## Stated exercise
Present the material below as a Markdown table with the columns Row and Line, starting with the line that contains "identify the blue" and continuing through the end of the material. Number each row and leave out blank lines.

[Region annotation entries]
———

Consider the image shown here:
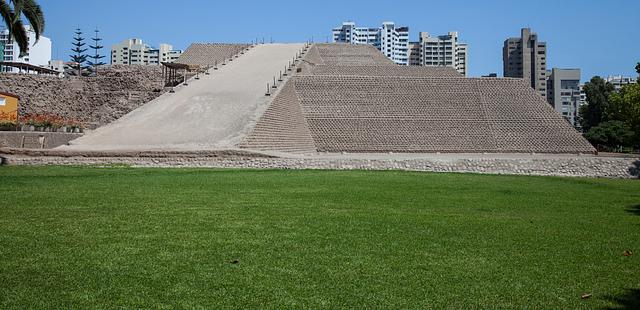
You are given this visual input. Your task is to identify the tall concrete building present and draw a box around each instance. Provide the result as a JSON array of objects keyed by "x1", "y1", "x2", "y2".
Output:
[
  {"x1": 0, "y1": 26, "x2": 51, "y2": 72},
  {"x1": 409, "y1": 32, "x2": 469, "y2": 76},
  {"x1": 502, "y1": 28, "x2": 547, "y2": 98},
  {"x1": 111, "y1": 39, "x2": 182, "y2": 65},
  {"x1": 547, "y1": 68, "x2": 583, "y2": 127},
  {"x1": 332, "y1": 22, "x2": 409, "y2": 66},
  {"x1": 604, "y1": 75, "x2": 637, "y2": 91}
]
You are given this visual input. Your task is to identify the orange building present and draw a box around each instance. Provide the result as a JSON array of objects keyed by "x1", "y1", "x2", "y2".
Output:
[{"x1": 0, "y1": 92, "x2": 20, "y2": 122}]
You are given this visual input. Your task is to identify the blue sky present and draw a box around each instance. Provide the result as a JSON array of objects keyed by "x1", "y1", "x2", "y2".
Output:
[{"x1": 40, "y1": 0, "x2": 640, "y2": 79}]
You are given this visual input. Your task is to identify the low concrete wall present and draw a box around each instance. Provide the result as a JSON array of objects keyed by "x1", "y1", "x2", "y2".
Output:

———

## Exercise answer
| Row | Line |
|---|---|
| 1 | You are given this visual input. Your task is to identify the blue sky present and draw a box around each instance. Provide the result as a JSON array of objects keyed by "x1", "y1", "x2", "y2". |
| 2 | Output: |
| 3 | [{"x1": 40, "y1": 0, "x2": 640, "y2": 79}] |
| 4 | You are given this visual input. Your task is to identify the low concrete wall present and draw a box around each instance. Provide the result as a JSON array of objects keyed by "x1", "y1", "x2", "y2". |
| 5 | Output: |